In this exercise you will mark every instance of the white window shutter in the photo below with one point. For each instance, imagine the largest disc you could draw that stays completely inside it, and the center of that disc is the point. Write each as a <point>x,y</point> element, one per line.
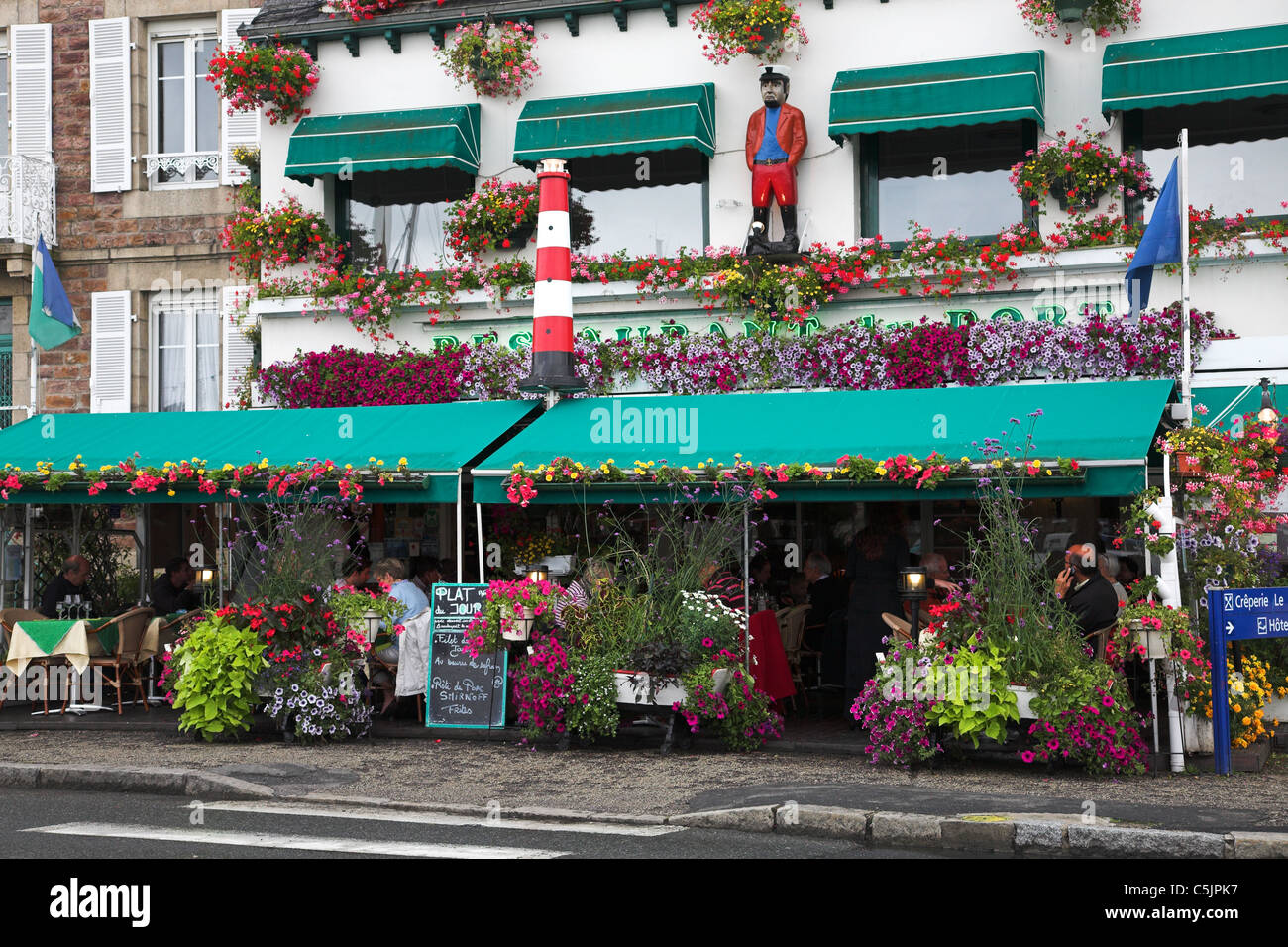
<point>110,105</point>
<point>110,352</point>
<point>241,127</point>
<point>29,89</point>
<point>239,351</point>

...

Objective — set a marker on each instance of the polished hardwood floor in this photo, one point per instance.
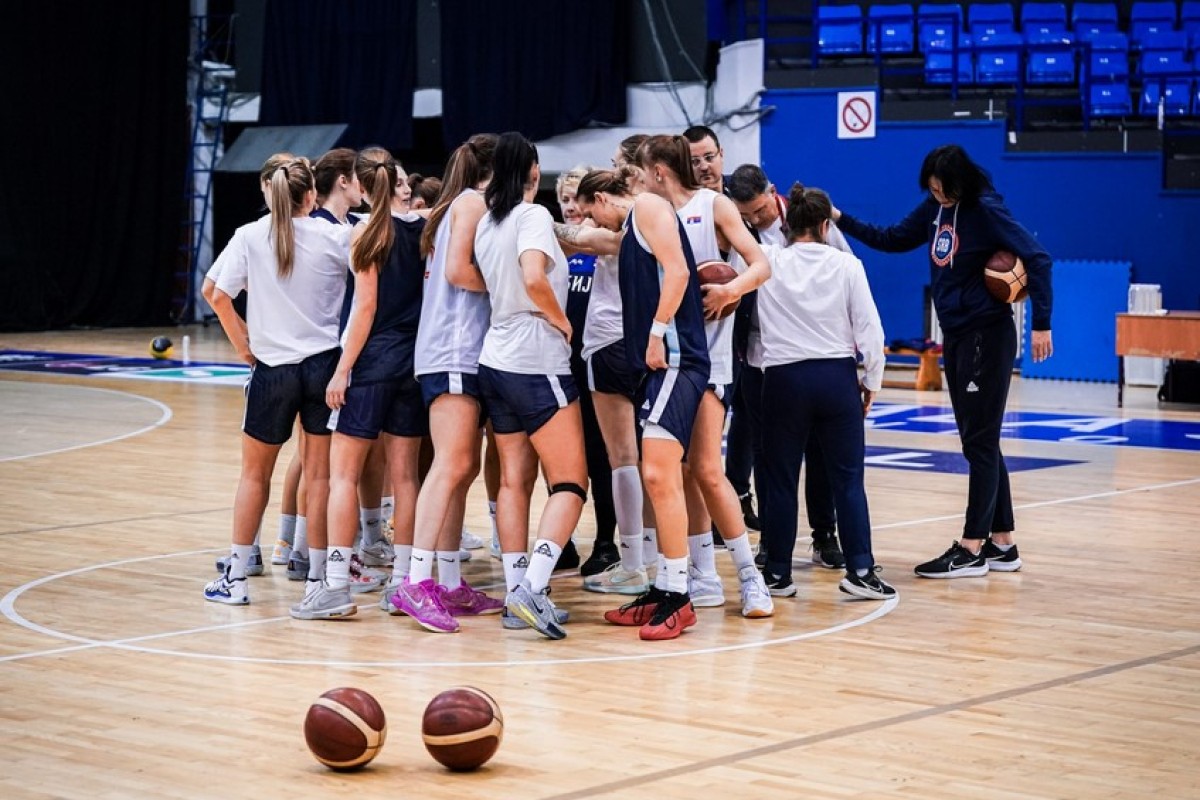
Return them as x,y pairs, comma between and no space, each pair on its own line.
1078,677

--

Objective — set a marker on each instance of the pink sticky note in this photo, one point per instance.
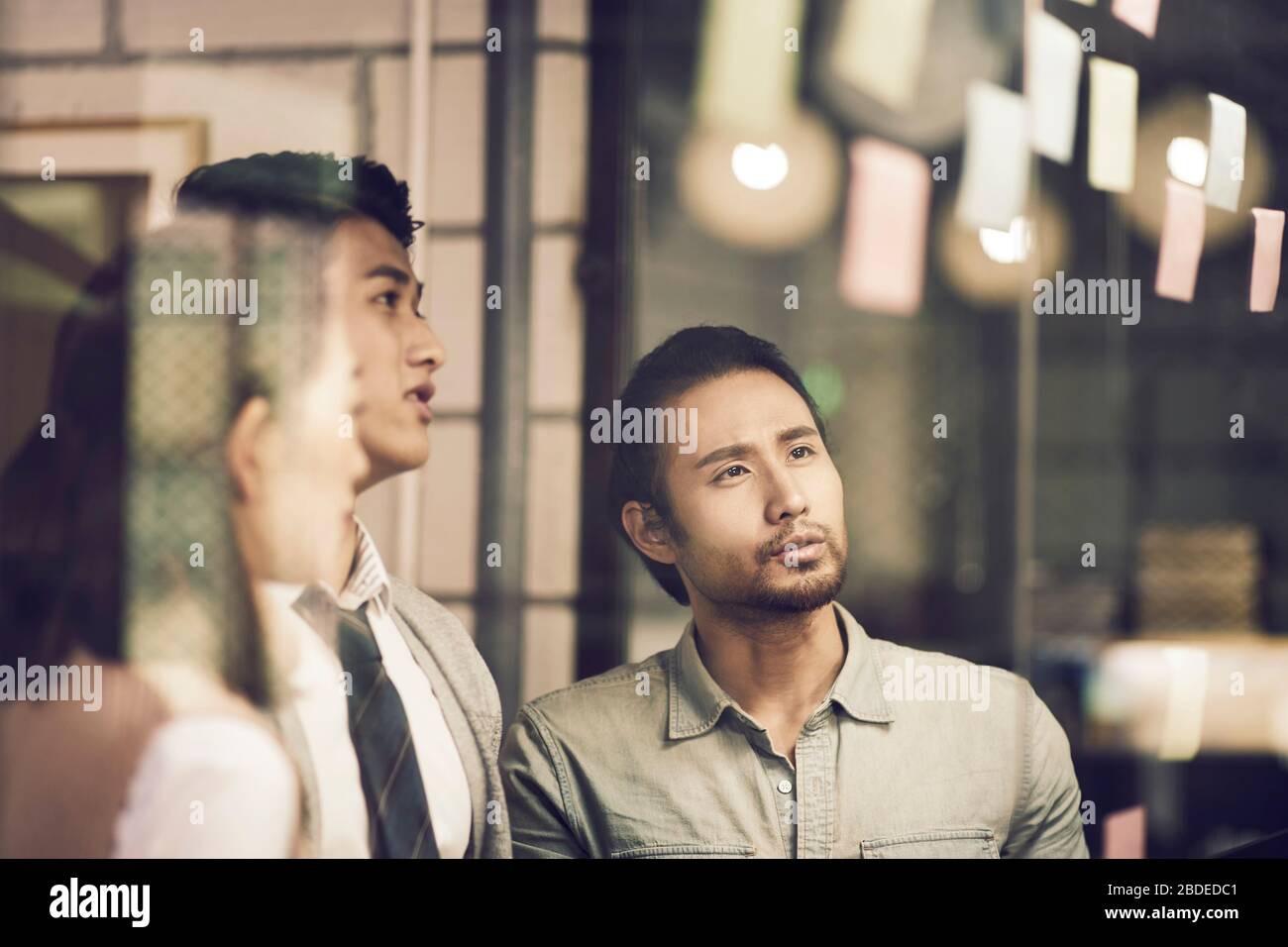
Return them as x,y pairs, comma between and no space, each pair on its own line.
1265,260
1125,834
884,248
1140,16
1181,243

• _WHAT IS EXPECTED_: Can you render the listing between the lines holding "In this exercise" and "<point>239,351</point>", inclusive, as a Markdown table with the columns Row and Line? Skip any blank lines and leave the pictures out.

• _FINAL RESULT_:
| Row | Line |
|---|---|
| 1 | In this exercise you will mark every instance of the white window shutter in the photo below with one point. For each instance, imagine the largest disc you could draw that stays completely inside it, and the center of that disc is the point. Write each as a <point>x,y</point> element, one per line. |
| 2 | <point>110,105</point> |
| 3 | <point>110,352</point> |
| 4 | <point>241,127</point> |
| 5 | <point>29,89</point> |
| 6 | <point>239,351</point> |